== Actions to take ==
1. Answer these questions about the passage on South Africa's Resolution 1325 plan:
(a) In what month did South Africa adopt its national plan to implement Resolution 1325?
(b) How many years ago was Resolution 1325 passed?
(c) Which country has appointed an ambassador exclusively dedicated to women, peace and security?
2. Proceed with the passage on South Africa's Resolution 1325 plan, writing what comes after its final sentence.

Amid this national crisis of violence against women, South Africa in August adopted its long-awaited national plan to implement United Nations Security Council Resolution 1325. This is the most important global policy on strengthening the role of women in peace and security situations.

South Africa’s plan is long overdue considering that Resolution 1325 was passed 20 years ago. Despite the delay, the country has – during its current term on the Security Council – actively worked to improve women’s participation in peacebuilding and their protection in situations of armed conflict.

South Africa thus faces a dichotomy. It is seen as a global champion in this area, but at home, its women face extreme violence on a daily basis and the country has until recently lacked its own Resolution 1325 action plan.

South Africa’s Resolution 1325 plan is a unique mix of both foreign and domestic policy.

In comparison, other states championing the women, peace and security agenda – such as Sweden and Canada – have published multiple versions of their own national action plans. African countries like Liberia and Rwanda adopted their plans over ten years ago. Canada has even appointed an ambassador exclusively dedicated to women, peace and security.

South Africa’s plan is nevertheless unique, as it’s neither entirely a foreign policy tool nor a domestic policy – it’s a mix of both. It acknowledges that the country’s international engagements on women, peace and security cannot be separated from the violence women experience within its borders. It is an important step in ensuring that progressive foreign policy improves the lives of South African women.

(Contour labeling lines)
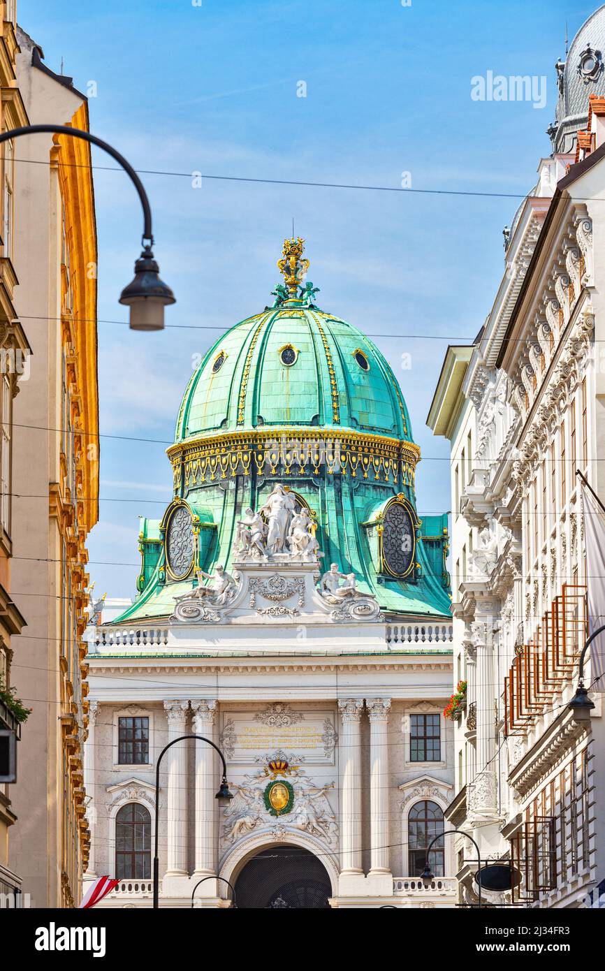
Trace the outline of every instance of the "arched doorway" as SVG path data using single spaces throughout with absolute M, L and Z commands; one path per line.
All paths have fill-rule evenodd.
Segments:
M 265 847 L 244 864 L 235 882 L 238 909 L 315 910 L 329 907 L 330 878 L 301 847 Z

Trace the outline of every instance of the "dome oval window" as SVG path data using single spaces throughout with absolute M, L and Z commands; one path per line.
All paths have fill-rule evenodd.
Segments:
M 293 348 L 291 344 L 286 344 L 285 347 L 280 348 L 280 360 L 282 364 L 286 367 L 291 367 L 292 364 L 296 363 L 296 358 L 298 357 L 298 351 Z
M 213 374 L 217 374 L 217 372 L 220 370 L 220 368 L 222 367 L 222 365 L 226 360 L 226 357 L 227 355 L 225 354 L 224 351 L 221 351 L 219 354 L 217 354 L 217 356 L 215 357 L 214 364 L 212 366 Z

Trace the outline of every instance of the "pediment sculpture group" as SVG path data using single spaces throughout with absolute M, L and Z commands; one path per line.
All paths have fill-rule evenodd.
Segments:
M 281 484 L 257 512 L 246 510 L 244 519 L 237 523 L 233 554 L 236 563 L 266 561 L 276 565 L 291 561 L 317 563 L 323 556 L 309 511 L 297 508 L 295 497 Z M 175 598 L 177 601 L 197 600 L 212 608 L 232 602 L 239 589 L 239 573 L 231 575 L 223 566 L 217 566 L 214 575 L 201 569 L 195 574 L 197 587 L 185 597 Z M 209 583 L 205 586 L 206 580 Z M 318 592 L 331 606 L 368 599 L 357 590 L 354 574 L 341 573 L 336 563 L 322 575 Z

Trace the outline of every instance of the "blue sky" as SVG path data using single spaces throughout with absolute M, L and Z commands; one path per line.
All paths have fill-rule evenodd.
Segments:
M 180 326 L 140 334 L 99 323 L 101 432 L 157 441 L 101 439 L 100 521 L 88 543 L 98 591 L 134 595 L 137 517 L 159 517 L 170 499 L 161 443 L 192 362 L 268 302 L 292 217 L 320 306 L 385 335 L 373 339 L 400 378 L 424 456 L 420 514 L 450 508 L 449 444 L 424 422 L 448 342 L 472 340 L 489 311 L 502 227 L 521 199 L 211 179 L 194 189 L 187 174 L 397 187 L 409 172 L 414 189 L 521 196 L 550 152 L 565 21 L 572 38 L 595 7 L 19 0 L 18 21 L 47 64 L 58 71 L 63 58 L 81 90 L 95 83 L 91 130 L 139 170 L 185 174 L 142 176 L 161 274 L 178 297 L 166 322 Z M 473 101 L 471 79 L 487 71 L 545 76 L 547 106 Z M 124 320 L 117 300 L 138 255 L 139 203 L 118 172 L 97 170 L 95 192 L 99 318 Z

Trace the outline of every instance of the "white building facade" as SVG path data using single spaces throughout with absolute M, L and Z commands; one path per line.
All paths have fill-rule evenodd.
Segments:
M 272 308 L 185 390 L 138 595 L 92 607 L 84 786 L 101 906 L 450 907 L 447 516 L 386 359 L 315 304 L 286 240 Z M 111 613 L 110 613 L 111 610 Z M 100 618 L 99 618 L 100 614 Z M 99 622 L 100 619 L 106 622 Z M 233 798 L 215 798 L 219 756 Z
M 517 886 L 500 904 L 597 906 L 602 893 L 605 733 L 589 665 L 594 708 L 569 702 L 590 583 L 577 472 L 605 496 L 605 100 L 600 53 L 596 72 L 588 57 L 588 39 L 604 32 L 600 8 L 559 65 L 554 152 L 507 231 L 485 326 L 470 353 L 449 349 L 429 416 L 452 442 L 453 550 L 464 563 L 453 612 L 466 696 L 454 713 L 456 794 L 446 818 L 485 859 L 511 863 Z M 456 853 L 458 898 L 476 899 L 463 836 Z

== Answer list ==
1.
(a) August
(b) 20 years ago
(c) Canada

2.
The absence of a plan to implement Resolution 1325 didn’t prevent South Africa from making important strides at the national level on women’s empowerment, however. Its constitution provides full rights to women and every foreign minister since 1999 has been a woman.

Moreover, 43% of its parliamentarians, 31% of the defence force and 37.2% of police are women at both tactical and strategic levels. South Africa’s Phumzile Mlambo-Ngcuka is the head of UN Women, the leading UN agency on gender equality.

Women, peace and security was arguably SA’s most visible priority during its Security Council term.

Women, peace and security was arguably South Africa’s most visible priority during its two-year term on the Security Council. The country led negotiations on Resolution 2493 during its first presidency month, in October 2019. Despite being unanimous, the resolution was agreed only after fierce negotiation by the South African mission to the UN. The talks overcame reservations from China, Russia and the United States about the use of language on human rights and sexual and reproductive rights.

The resolution asked UN member states to provide further information on the progress and setbacks on the women, peace and security agenda, pushing them to strengthen the practical steps needed to improve the position of women. One of South Africa’s focus areas on the council was pushing for implementation and member state accountability.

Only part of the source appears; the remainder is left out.